=== Teks Acuan ===

SEMARANG (SUARABARU.ID) – Bagi penikmat kopi di Indonesia, belakangan ini tengah tertuju pada tren cold brew coffee.
Menyeruput segelas kopi dingin di siang hari jauh lebih menyegarkan daripada secangkir kopi panas. Tapi, apakah tren baru ini memang lebih sehat daripada kopi tubruk biasa, seperti kata orang?
Dilansir dari hellosehat, cold brew adalah teknik menyeduh bubuk kopi hitam dengan air dingin (air suhu ruangan) selama kurang lebih 12-24 jam untuk mendapatkan rasa yang optimal.
Kamu bisa menyeduh bubuk kopi pilihan kamu dengan cara merendamnya di gelas, lalu didiamkan dan disaring, atau menggunakan alat penyeduh kopi khusus, seperti french press atau cold drip.
Teknik penyeduhan dingin ini akan menghasilkan konsentrat kopi yang pekat. Konsentrat kopi ini bisa diminum langsung sebagai kopi hitam tanpa basa-basi, atau ditambah susu, krimer, gula, atau pemanis lainnya untuk meracik kreasi kopi lainnya. Misalnya, cappuccino.
Konsentrat cold brew coffee bisa tetap segar hingga dua minggu jika kamu menyimpannya di lemari es.
Apa bedanya cold brew coffee dengan es kopi? Meski namanya mengandung kata dingin, cold brew coffee beda dengan es kopi biasa. Membuat segelas es kopi perlu waktu yang lebih cepat daripada menyeduh kopi cold brew. Es kopi diracik dengan bubuk kopi yang dilarutkan pakai air panas dan ditambahkan es batu setelahnya agar dingin. Konsentrat kopi cold brew didapatkan dari merendam bubuk kopi hitam dengan air dingin atau air suhu ruangan.

=== Kutipan Catatan ===

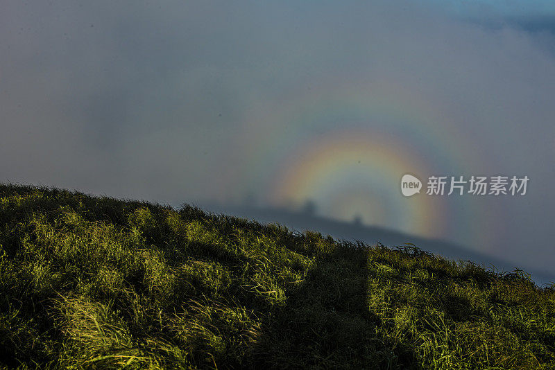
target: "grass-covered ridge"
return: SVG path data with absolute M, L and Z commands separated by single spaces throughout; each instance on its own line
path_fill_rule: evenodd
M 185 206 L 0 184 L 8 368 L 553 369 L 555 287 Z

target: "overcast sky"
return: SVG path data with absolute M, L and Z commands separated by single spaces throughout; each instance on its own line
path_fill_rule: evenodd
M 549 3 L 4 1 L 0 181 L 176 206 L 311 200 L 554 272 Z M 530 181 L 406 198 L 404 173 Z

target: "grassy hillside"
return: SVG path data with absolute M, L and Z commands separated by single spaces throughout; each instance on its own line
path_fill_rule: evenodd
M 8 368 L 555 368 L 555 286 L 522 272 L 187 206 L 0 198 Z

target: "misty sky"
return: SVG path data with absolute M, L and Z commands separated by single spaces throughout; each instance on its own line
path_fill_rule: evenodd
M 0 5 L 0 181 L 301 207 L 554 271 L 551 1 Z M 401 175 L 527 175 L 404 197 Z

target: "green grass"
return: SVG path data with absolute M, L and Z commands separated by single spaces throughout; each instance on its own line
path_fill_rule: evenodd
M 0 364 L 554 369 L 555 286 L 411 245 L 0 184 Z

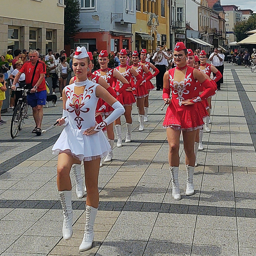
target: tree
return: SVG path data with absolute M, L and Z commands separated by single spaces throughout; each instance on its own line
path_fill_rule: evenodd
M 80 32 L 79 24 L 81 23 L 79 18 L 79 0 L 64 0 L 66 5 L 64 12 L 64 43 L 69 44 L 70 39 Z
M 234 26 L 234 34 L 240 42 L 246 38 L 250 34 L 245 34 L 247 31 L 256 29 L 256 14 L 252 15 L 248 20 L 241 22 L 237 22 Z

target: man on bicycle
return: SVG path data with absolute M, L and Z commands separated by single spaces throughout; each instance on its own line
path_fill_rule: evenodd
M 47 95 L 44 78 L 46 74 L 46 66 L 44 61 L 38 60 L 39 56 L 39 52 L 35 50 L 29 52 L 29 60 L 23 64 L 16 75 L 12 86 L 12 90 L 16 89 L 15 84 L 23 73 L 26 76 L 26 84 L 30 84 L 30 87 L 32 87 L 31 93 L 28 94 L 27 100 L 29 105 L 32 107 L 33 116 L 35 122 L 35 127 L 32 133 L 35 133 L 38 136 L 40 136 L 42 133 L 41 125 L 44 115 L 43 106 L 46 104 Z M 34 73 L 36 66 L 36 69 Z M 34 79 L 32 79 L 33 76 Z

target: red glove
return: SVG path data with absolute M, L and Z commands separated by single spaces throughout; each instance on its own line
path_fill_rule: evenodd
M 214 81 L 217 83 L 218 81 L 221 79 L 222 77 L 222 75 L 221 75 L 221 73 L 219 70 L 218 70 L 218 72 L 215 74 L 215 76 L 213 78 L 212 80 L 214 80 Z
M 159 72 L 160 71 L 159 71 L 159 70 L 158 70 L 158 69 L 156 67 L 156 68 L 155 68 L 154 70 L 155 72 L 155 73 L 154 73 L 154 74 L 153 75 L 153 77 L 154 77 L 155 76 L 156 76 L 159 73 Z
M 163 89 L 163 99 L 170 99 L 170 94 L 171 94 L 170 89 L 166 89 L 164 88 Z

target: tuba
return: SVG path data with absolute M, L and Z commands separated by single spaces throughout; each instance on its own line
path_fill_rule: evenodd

===

**Persyaratan Tugas**
(A) Sebutkan semua bahan yang dapat ditambahkan ke konsentrat kopi menurut teks tentang cold brew coffee.
(B) Lanjutkan teks tentang cold brew coffee, dimulai setelah kalimat terakhirnya.

**Jawaban**
(A) Susu, krimer, gula, dan pemanis lainnya.

(B)
Teknik yang berbeda menghasilkan rasa yang berbeda pula. Espresso panas yang dijadikan dasar es kopi harus diproses lebih kuat agar rasa dan aromanya tak mudah pudar setelah diencerkan dengan es. Metode seduhan air panas inilah yang memberikan kopi hitam (baik panas maupun ditambah es) rasa dan aroma pahit yang kuat khas kopi pada umumnya.
Sementara itu, cold brew membutuhkan waktu hingga 18-24 jam untuk menghasilkan konsentrat. Proses yang mirip dengan infused water ini menghasilkan rasa dan aroma yang lebih halus. Inilah yang menyebabkan kopi cold brew terasa lebih manis.
Konsentrat ini juga bisa kamu hidangkan dingin-dingin dengan batu es tanpa harus takut kedapatan rasa yang terlalu tawar karena keenceran. Untuk alasan ini, pembuatan kopi pakai metode cold brew umumnya dianggap sebagai metode terbaik untuk meracik kopi dingin.
Kopi tubruk, espresso, maupun cold brew coffee pada dasarnya adalah kopi hitam biasa. Yang berbeda hanya teknik pembuatannya. Oleh karena itu, baik secangkir kopi hitam tradisional maupun secangkir konsentrat cold brew bisa dibilang sama-sama hampir nol kalori dan tak memiliki nilai gizi berarti.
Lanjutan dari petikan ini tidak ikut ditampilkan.